Challenge: Render the data below as a two-column CSV with the headers "request" and "answer" and one row per request. Put each request's text and its answer in one quoted field apiece, with line breaks replaced by spaces.

** BEGIN Rows **

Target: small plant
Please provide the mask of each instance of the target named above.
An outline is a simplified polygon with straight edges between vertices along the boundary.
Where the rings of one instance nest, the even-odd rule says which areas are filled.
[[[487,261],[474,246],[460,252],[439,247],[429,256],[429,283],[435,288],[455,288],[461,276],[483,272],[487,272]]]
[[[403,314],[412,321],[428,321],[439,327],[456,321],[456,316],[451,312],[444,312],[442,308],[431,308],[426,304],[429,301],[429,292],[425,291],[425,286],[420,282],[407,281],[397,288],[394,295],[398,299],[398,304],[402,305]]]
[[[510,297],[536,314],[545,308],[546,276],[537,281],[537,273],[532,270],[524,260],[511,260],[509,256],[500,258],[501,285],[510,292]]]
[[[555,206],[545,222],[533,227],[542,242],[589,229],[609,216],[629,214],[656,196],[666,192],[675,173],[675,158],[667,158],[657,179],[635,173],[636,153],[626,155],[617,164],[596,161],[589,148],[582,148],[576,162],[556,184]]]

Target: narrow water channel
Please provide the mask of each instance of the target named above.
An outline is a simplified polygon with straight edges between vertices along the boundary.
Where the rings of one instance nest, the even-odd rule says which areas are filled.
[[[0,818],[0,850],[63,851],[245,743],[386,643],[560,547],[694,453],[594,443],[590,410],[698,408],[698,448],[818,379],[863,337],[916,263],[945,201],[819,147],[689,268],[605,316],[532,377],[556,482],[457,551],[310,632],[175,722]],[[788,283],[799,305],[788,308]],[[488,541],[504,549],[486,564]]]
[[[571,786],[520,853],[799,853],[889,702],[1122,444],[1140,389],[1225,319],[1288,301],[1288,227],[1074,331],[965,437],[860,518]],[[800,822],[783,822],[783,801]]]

** END Rows **

Correct answer:
request,answer
"Target: small plant Please provide the mask of each instance of the target named above. An outline is a simplified polygon with straight edges between vertices along the boundary. Where the rings of one instance nest, the even-odd rule says which areas are filled.","[[[487,261],[474,246],[460,252],[439,247],[429,256],[429,283],[435,288],[455,288],[461,276],[483,272],[487,272]]] [[[403,314],[412,321],[428,321],[439,327],[456,321],[456,316],[451,312],[444,312],[442,308],[431,308],[426,304],[429,301],[429,292],[425,291],[425,286],[420,282],[407,281],[397,288],[394,295],[398,299],[398,304],[402,305]]] [[[510,297],[536,314],[545,308],[546,276],[537,281],[537,273],[532,270],[524,260],[511,260],[509,256],[500,258],[501,285],[510,292]]] [[[555,206],[545,222],[533,227],[542,242],[589,229],[609,216],[629,214],[656,196],[666,192],[675,173],[675,158],[667,158],[657,179],[635,173],[636,153],[626,155],[617,164],[596,161],[589,148],[582,148],[576,162],[556,184]]]"
"Target: narrow water channel Please provide the mask of each instance of the target named above. An outline is a simplified polygon with straight edges between vertices along the boundary. Where the rings of one instance nest, the even-odd rule says which areas are filled.","[[[0,818],[0,850],[63,851],[245,743],[386,643],[560,547],[694,453],[594,443],[590,410],[698,408],[698,448],[818,379],[863,337],[916,263],[945,201],[819,147],[689,268],[605,316],[532,377],[556,482],[457,551],[310,632],[175,722]],[[788,283],[799,305],[788,308]],[[488,541],[504,549],[486,564]]] [[[571,786],[520,853],[799,853],[889,702],[1122,444],[1140,389],[1225,319],[1288,301],[1288,227],[1074,331],[965,437],[860,518]],[[800,822],[783,822],[783,801]]]"